Identifying and documenting osseous trauma from shark attacks by post mortem CT examination and autopsy

Although the white shark (also known as the great white shark) (Carcharodon carcharias) (which may reach lengths of 3.5 to 5.5 m) has a fearsome reputation, Australian data show that tiger shark (Galeocerdo cuvier) attacks are more likely to result in death. Specifically, while 38% of tiger shark and 32% of bull shark (Carcharhinus leucas) bites are fatal, only 25% of those due to white shark bites have resulted in death [11, 16]. Identification of the exact species after an attack may, however, sometimes be contentious [17] although both tooth morphology and calculated jaw shape may be useful [18]. Genetic investigations may also be used now to identify traces of shark DNA in the bite wounds of victims [19].

Injuries from shark attacks arise from a variety of mechanisms involving both blunt and sharp force trauma. Crushing and amputations occur due to the massive compressive forces from biting which in some species may reach up to 3300 kg/cm2 [20]. Penetrating and sharp force injuries result from a saw-like motion of the shark mouth with its rows of extremely sharp teeth [21] and a rolling or shaking movement of the head [22]. Problems in the evaluation of cases include failure to recover bodies, the damaging effects of putrefaction and post mortem animal feeding, and differentiating lethal wounds from those due to post mortem shark predation [14, 22,23,24]. In cases where a body has been literally torn apart by several sharks the only tissues available for examination may be aerated lung which has floated to the surface and subsequently been washed up along the shore [15].

**Recorded data**
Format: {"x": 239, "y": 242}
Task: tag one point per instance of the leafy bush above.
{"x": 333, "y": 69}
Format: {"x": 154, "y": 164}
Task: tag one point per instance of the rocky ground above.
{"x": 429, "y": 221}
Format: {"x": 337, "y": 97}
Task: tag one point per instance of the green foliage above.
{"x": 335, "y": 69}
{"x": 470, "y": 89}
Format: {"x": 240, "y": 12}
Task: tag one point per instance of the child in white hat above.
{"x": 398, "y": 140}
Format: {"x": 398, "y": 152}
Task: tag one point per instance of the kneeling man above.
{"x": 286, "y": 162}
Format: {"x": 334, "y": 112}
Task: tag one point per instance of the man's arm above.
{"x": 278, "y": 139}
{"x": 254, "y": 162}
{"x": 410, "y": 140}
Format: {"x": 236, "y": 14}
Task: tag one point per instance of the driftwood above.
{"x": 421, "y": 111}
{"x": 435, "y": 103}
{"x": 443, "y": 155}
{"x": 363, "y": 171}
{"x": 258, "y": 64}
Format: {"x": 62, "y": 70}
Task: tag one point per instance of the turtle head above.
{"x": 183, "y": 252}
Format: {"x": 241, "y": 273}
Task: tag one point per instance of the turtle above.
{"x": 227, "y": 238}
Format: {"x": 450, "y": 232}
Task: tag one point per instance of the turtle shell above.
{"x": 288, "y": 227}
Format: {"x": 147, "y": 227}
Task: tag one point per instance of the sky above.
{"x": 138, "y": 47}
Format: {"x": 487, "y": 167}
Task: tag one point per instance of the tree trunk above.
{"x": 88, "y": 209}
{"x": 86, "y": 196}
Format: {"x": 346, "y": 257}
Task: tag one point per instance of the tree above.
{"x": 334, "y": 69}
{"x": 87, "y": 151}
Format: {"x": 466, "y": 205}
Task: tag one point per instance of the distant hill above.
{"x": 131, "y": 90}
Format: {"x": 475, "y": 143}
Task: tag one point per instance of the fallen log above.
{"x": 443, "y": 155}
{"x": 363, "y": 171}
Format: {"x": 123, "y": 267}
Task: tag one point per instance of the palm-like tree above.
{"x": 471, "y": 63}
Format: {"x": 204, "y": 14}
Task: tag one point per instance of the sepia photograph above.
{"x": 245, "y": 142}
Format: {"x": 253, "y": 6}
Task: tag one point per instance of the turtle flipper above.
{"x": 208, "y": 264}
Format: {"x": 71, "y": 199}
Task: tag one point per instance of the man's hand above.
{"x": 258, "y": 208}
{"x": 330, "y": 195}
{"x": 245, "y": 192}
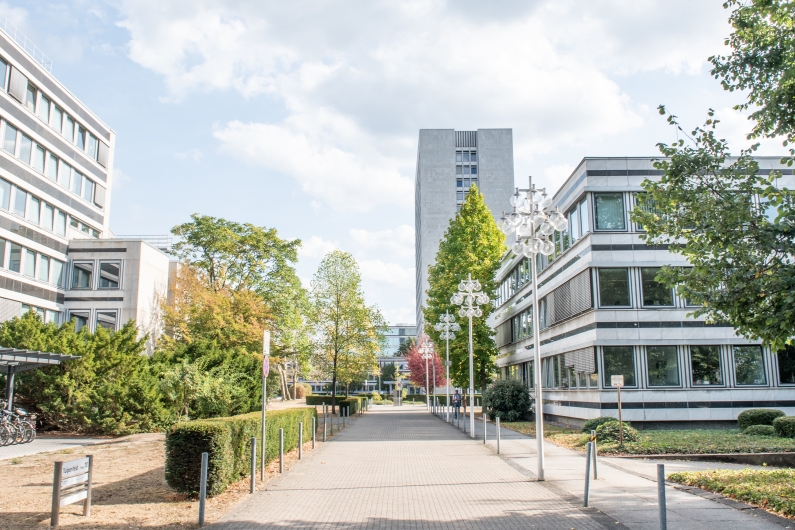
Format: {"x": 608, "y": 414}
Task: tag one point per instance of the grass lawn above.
{"x": 773, "y": 489}
{"x": 691, "y": 441}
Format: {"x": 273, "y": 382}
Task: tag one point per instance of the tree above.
{"x": 473, "y": 245}
{"x": 349, "y": 333}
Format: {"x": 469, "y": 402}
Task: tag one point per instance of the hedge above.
{"x": 757, "y": 417}
{"x": 785, "y": 426}
{"x": 227, "y": 440}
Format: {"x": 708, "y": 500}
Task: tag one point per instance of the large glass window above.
{"x": 614, "y": 287}
{"x": 654, "y": 292}
{"x": 706, "y": 366}
{"x": 82, "y": 273}
{"x": 749, "y": 365}
{"x": 619, "y": 360}
{"x": 786, "y": 366}
{"x": 609, "y": 211}
{"x": 109, "y": 274}
{"x": 663, "y": 365}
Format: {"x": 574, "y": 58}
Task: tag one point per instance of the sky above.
{"x": 304, "y": 116}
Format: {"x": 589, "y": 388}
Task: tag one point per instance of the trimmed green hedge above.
{"x": 227, "y": 440}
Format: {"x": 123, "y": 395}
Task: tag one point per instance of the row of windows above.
{"x": 47, "y": 111}
{"x": 665, "y": 366}
{"x": 18, "y": 201}
{"x": 30, "y": 263}
{"x": 45, "y": 162}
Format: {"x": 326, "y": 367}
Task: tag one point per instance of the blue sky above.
{"x": 304, "y": 115}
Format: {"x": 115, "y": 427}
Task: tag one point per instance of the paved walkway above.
{"x": 400, "y": 467}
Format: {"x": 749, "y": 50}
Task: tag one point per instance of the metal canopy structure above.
{"x": 13, "y": 361}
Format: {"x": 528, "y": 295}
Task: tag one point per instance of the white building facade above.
{"x": 602, "y": 313}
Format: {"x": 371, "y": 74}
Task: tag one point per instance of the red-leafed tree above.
{"x": 417, "y": 366}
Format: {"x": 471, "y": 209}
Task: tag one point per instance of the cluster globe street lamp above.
{"x": 470, "y": 297}
{"x": 533, "y": 222}
{"x": 447, "y": 326}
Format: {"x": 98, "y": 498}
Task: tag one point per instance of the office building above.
{"x": 448, "y": 163}
{"x": 602, "y": 313}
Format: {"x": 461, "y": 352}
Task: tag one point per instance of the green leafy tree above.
{"x": 472, "y": 245}
{"x": 349, "y": 333}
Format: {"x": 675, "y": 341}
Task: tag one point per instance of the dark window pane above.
{"x": 654, "y": 292}
{"x": 749, "y": 365}
{"x": 705, "y": 363}
{"x": 619, "y": 360}
{"x": 663, "y": 364}
{"x": 614, "y": 287}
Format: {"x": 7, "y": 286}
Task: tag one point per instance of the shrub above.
{"x": 227, "y": 440}
{"x": 592, "y": 425}
{"x": 751, "y": 417}
{"x": 608, "y": 432}
{"x": 507, "y": 399}
{"x": 760, "y": 430}
{"x": 785, "y": 426}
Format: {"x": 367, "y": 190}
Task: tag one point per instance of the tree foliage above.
{"x": 472, "y": 245}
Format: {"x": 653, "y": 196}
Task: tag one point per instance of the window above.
{"x": 44, "y": 109}
{"x": 706, "y": 366}
{"x": 5, "y": 194}
{"x": 14, "y": 257}
{"x": 34, "y": 210}
{"x": 38, "y": 159}
{"x": 609, "y": 211}
{"x": 44, "y": 268}
{"x": 30, "y": 263}
{"x": 619, "y": 360}
{"x": 654, "y": 292}
{"x": 786, "y": 364}
{"x": 82, "y": 275}
{"x": 60, "y": 223}
{"x": 25, "y": 148}
{"x": 47, "y": 215}
{"x": 109, "y": 275}
{"x": 614, "y": 287}
{"x": 10, "y": 140}
{"x": 749, "y": 365}
{"x": 663, "y": 365}
{"x": 20, "y": 199}
{"x": 107, "y": 320}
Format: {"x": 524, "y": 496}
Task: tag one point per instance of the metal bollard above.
{"x": 203, "y": 489}
{"x": 661, "y": 496}
{"x": 253, "y": 464}
{"x": 587, "y": 474}
{"x": 300, "y": 440}
{"x": 281, "y": 450}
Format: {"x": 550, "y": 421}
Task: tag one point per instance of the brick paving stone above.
{"x": 399, "y": 468}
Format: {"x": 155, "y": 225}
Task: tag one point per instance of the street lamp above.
{"x": 533, "y": 222}
{"x": 470, "y": 297}
{"x": 426, "y": 350}
{"x": 447, "y": 325}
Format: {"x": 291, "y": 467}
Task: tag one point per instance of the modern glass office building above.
{"x": 602, "y": 313}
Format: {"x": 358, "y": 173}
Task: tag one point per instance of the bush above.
{"x": 592, "y": 425}
{"x": 608, "y": 432}
{"x": 760, "y": 430}
{"x": 785, "y": 426}
{"x": 750, "y": 417}
{"x": 507, "y": 399}
{"x": 227, "y": 440}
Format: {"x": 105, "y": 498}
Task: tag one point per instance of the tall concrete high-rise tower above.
{"x": 448, "y": 162}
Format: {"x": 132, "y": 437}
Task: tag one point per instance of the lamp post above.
{"x": 447, "y": 325}
{"x": 470, "y": 297}
{"x": 533, "y": 223}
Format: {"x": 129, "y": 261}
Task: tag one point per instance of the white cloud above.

**Your objective**
In the shark attack text, what share of white shark bites in the Australian data resulted in death?

**Response**
25%